### Material
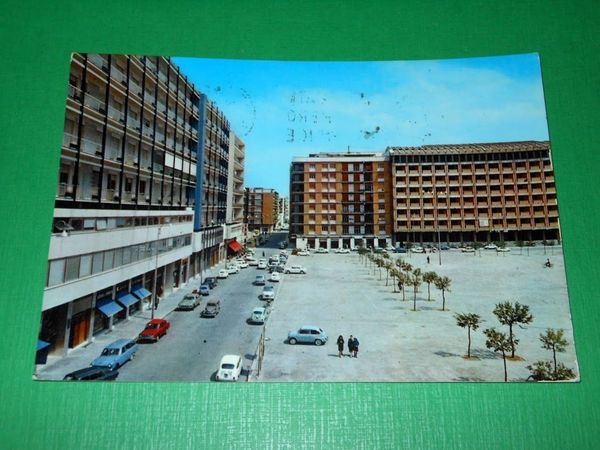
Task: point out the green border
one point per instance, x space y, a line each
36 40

==

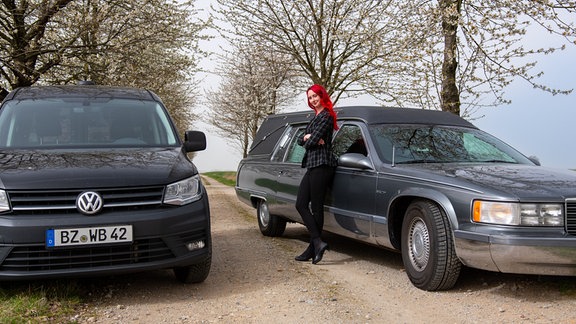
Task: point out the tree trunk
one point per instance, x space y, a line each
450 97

### Exercise prompt
Return every line above that contains the word "point", copying each one unchanged on its own line.

### Solution to this exercise
Task: point out the green border
one point per instance, x space y, a line each
Task: point out the tree trunk
one point per instance, x space y, a line each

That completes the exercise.